• Brief: Arrange the records below as a two-column CSV with the headers "text" and "coordinates". Give one row for each line of wording and the coordinates listed under it, put each value in double quotes with line breaks replaced by spaces, and leave out the pictures.

━━━ Supplied material

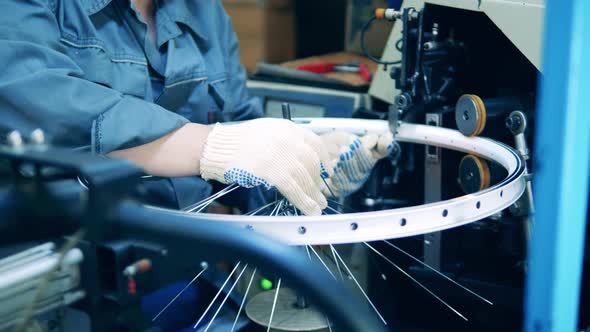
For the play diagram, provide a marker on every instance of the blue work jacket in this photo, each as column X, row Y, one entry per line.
column 86, row 72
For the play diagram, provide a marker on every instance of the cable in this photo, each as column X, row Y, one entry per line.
column 364, row 46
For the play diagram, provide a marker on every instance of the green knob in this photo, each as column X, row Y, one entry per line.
column 265, row 284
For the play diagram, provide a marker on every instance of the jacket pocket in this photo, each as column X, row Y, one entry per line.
column 124, row 73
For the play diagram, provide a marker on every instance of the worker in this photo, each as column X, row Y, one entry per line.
column 140, row 80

━━━━━━

• Final result:
text,coordinates
"For the play diagram, provide a marker on every instance of the blue work jacket in this photo, each as column X, row Y, one entry per line.","column 86, row 72"
"For the play diagram, provide a marker on every instance of the cable in this photo, each as column X, row Y, one entry per line.","column 364, row 46"
"For the play diagram, provide a marker on every instance of the green knob in this photo, each as column X, row Y, one entry per line.","column 265, row 284"
"For the play diagram, provide a marker on every instance of the jacket pocket in this photo, each as column X, row Y, one entry per line.","column 124, row 73"
"For the play diagram, provide a marker on every instance of the worker in this photo, each as column X, row Y, one entry per line.","column 140, row 80"